§ Directive: Rewrite every line of the records, replacing each "Quickstart" with "Guide" and leaving everything else unchanged. Omit the pictures from your output.

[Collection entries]
++++++++++

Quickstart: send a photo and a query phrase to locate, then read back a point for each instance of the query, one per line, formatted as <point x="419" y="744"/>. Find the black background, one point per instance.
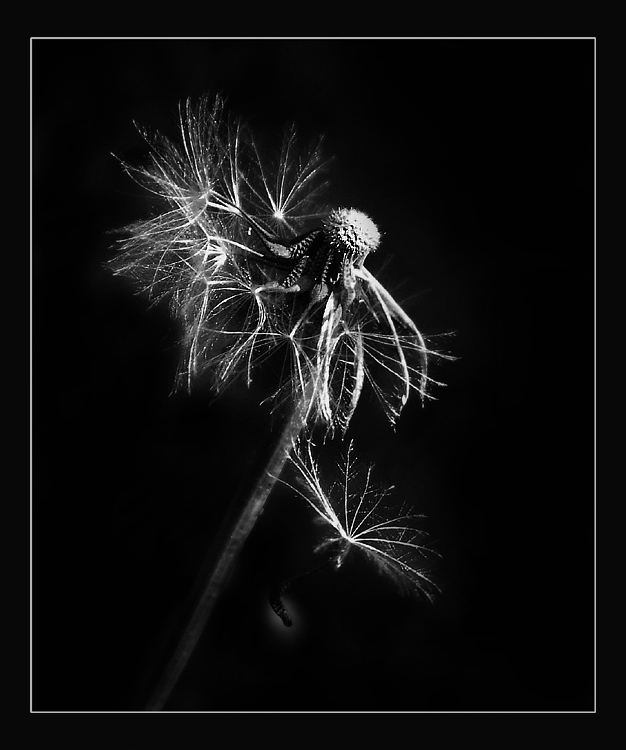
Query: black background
<point x="476" y="160"/>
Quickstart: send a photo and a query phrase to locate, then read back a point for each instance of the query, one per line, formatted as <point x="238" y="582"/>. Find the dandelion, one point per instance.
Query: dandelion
<point x="356" y="515"/>
<point x="254" y="264"/>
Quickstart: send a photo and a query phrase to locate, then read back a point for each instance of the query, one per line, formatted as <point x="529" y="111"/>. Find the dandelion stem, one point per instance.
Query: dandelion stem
<point x="221" y="558"/>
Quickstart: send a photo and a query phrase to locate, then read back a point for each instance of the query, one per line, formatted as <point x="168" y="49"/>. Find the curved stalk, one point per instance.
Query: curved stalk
<point x="219" y="563"/>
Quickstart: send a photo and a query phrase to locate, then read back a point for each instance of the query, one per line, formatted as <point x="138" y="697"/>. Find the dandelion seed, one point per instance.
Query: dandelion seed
<point x="254" y="263"/>
<point x="356" y="515"/>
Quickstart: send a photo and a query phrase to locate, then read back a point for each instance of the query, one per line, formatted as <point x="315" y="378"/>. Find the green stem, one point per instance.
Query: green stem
<point x="218" y="565"/>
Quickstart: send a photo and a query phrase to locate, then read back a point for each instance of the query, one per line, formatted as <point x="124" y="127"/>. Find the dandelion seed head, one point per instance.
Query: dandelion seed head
<point x="350" y="228"/>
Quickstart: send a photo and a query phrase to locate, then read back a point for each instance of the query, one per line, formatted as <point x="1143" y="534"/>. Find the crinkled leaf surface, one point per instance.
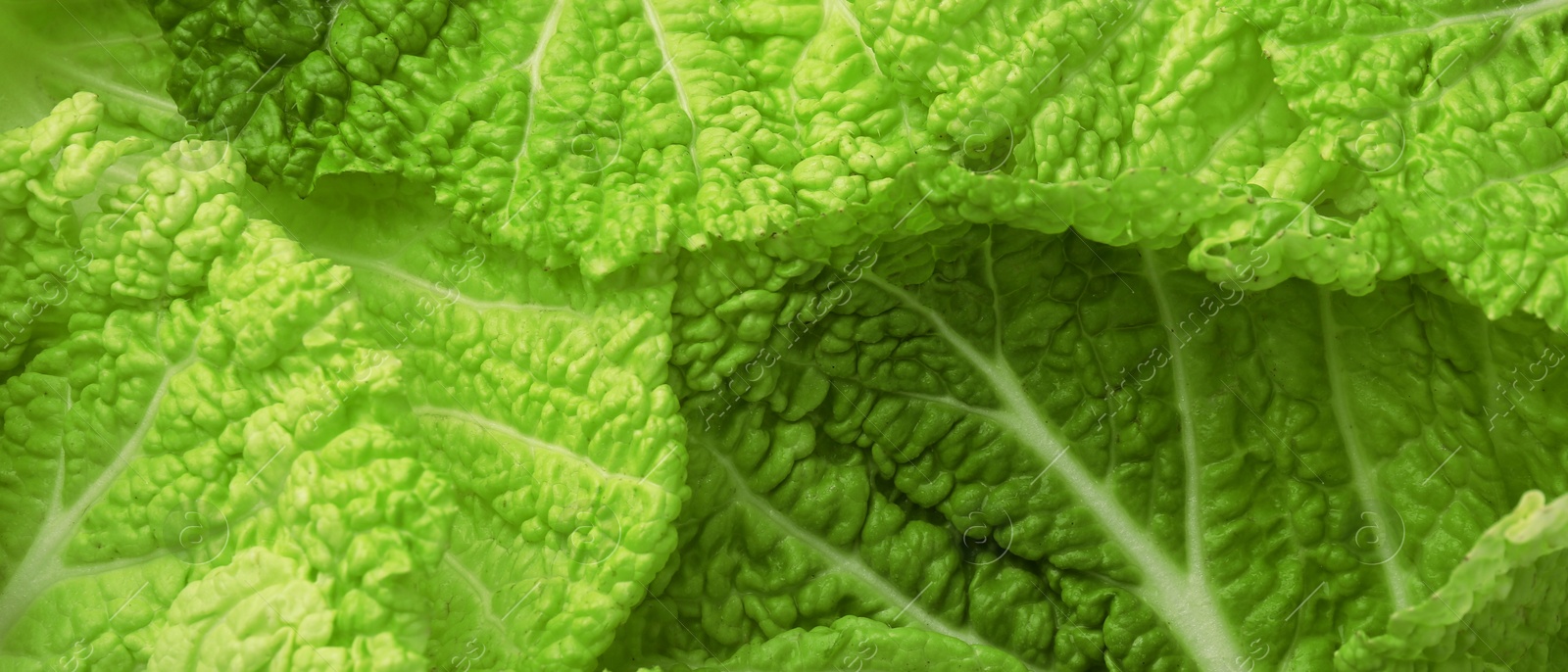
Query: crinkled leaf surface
<point x="1090" y="457"/>
<point x="1502" y="605"/>
<point x="227" y="445"/>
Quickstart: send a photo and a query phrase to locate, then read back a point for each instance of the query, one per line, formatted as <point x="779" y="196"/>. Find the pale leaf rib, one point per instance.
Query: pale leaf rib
<point x="1361" y="473"/>
<point x="674" y="75"/>
<point x="451" y="293"/>
<point x="529" y="441"/>
<point x="43" y="564"/>
<point x="847" y="564"/>
<point x="1189" y="433"/>
<point x="485" y="598"/>
<point x="1189" y="609"/>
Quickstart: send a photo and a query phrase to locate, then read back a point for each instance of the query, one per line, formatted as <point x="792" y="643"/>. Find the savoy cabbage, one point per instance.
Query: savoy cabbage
<point x="783" y="336"/>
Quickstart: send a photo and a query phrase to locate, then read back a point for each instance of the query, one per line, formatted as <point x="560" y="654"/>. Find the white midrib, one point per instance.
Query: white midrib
<point x="535" y="89"/>
<point x="844" y="562"/>
<point x="1517" y="13"/>
<point x="674" y="75"/>
<point x="433" y="289"/>
<point x="1188" y="608"/>
<point x="529" y="441"/>
<point x="1189" y="431"/>
<point x="1361" y="473"/>
<point x="43" y="564"/>
<point x="870" y="55"/>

++++++++++

§ Task result:
Guide: send a photo and a query phrase to locate, then read back a point for each instance of the query, one per line, formatted as <point x="419" y="744"/>. Find the black background, one point per instance.
Query: black background
<point x="476" y="160"/>
Guide: send a photo and a query phrase to locate, then read back a point for each instance of the query, one per line, formatted as <point x="238" y="582"/>. Find the dandelion, one point per instance.
Query: dandelion
<point x="356" y="515"/>
<point x="254" y="264"/>
Guide: send a photo and a query phrase to locate, then read back a point for each instance of the query, one per line, formatted as <point x="529" y="111"/>. Find the dandelion stem, one point per instance.
Query: dandelion stem
<point x="221" y="558"/>
Guide: send a photo and a query phrase to locate, then read back a point for each instance of the query, one per line, formatted as <point x="168" y="49"/>. Find the curved stalk, one point per instance.
Query: curved stalk
<point x="219" y="563"/>
Guide: send a photo and a query phrase to locate, then read back a point for each instance of the query, one per line, formatted as <point x="138" y="697"/>. Find the dandelion seed, one point per instance.
Query: dandelion seed
<point x="254" y="263"/>
<point x="356" y="515"/>
Guide: send a photo and a query phrase to locate, then read back a point for each instance of the query, one per line, formatted as <point x="315" y="378"/>. Find the green stem, one point per instance.
Query: green stem
<point x="218" y="565"/>
Guide: send a photo and a query phrase to locate, then read back a point for each instance of the query, one per line, formatted as <point x="124" y="127"/>. Find the dandelion seed head, one point per instance.
Query: dandelion seed head
<point x="350" y="228"/>
Guide: send a photo and a query phrase to locate, then read back a point for each instance of the query, one per line, formatted as <point x="1143" y="534"/>. Find the crinkled leaf surface, one point per instance.
Query: crinkled leaf surface
<point x="1090" y="457"/>
<point x="1502" y="605"/>
<point x="227" y="445"/>
Guide: send a photo and a query phrase to locate, then read back a point for each instance of the query, one per line, formatted as <point x="779" y="196"/>. Find the pale leaf rib, one point per instance.
Query: pale leaf rib
<point x="1361" y="473"/>
<point x="674" y="75"/>
<point x="451" y="293"/>
<point x="529" y="441"/>
<point x="43" y="564"/>
<point x="847" y="564"/>
<point x="1189" y="433"/>
<point x="485" y="598"/>
<point x="1189" y="609"/>
Guide: send a photo and a query phrase to locate, then read back a point for each instance of the query, one per line, formatted as <point x="792" y="643"/>. Find the savoy cabbage, one point per instance.
Query: savoy cabbage
<point x="783" y="336"/>
Guide: send a photo and a query phrase to locate, then read back a point for each instance of the query, one per line, formatted as <point x="560" y="654"/>. Find the white midrib, one point per instance.
Query: white midrib
<point x="535" y="89"/>
<point x="844" y="562"/>
<point x="1517" y="13"/>
<point x="674" y="75"/>
<point x="433" y="289"/>
<point x="1188" y="608"/>
<point x="529" y="441"/>
<point x="1189" y="431"/>
<point x="1361" y="473"/>
<point x="43" y="564"/>
<point x="870" y="55"/>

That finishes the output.